**PASSAGE GIVEN**:
####
12 Tips from Top Composers on Music for Games: Study to Story

PLAYA VISTA: Top composers who scored music on game franchises including Assassins Creed, Blizzard games, Star Wars, and Witcher and indie breakout Ori and the Blind Forest gave valuable career advice on composing music for games at our third Digital LA – Music for Games panel, held at CTRL Collective in Playa Vista.

More than 125 attendees including composers, students, and sound designers and engineers loved the discussion, saying it was “amazing,” thanks to candid and advice from top award-winning composers with decades of experience. Speakers included Austin Wintory (Assassins Creed: Syndicate, Journey), Gordy Haab (Star Wars: Battlefront), Penka Kouneva (Bloodborne, Prince of Persia, Transformers), Mikolai Stroinksi (Witcher 3), Gareth Coker (Ori and the Blind Forest, Minecraft), Garry Schyman (Bioshock), and Russell Bower (Blizzard).

Twelve Top Tips Composing Music

1. Study Study Study what makes good music, write it, and perfect your craft. Many composers study formally in school, and continue to write music and do projects continuously to keep learning and perfect their craft.

2. Play Games. “Play games as much as possible,” said Austin Wintory, Grammy-nominated for Journey and composer on Assassins Creed: Syndicate. Play games you are composing music for, so you understand the rhythm, story, emotional cues, etc. Play lots of games you aren’t composing music for, and listen to the music so you can understand how themes develop and merge with game play.

3. Develop Your Voice, said Gareth Coker. Just like script writers for movie and TV have their own voice (type of stories, dialogue, rhythm, etc.) so do composers. You can be inspired by other composers, but don’t try to copy them or sound like them. Develop your own unique voice and sound in your music.
####
**DATA PROVIDED**:
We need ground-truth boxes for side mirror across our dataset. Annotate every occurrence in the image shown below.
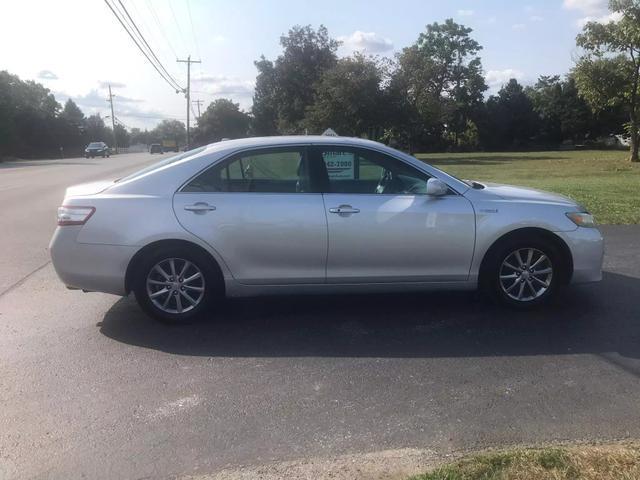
####
**EXERCISES TO COMPLETE**:
(a) In the game-music tips article, where was the Digital LA – Music for Games panel held?
(b) Continue the article on composing music for games, starting after its third tip.

**RESPONSES**:
(a) At CTRL Collective in Playa Vista.

(b)
4. Get Your Music Out There. Get your music heard in the right places online, and work on projects like web series, short films, student films, everything you can. Because you never know who may hear your music and hire you for a job.

Composer Gareth Coker said that when he was getting started, he put samples of his music on dozens of sites online. Finally, he was contacted by someone which eventually led to him working on Ori and the Blind Forest, for which he won the GANG Rookie of the Year award. It also won the GANG Instrumental Award, and the SXSW Gaming Award.

Gordy Haab, a long time fan of Star Wars, composed music for a Star Wars themed fan project, in the same style as the original Star Wars score, which got him noticed. He was eventually asked to submit demos and compose 10 minutes for a Tatooine sequence for Star Wars: Battlefront. The studio loved his demo, which landed him the job.

“You never know what may lead to your next job,” added Penka Kouneva, who won the Game Audio Network GANG Recognition Award at GDC. After Penka Kouneva orchestrated six different composers on Bloodborne, she composed a Bloodborne-inspired tribute piece, which ended up getting her a major upcoming job.

5. Show, Don’t Tell, said Gareth Coker. Rather than talking about what a piece of music should do or how it should sound, just go compose something quickly people can react to, so you can get feedback, make changes, and move forward.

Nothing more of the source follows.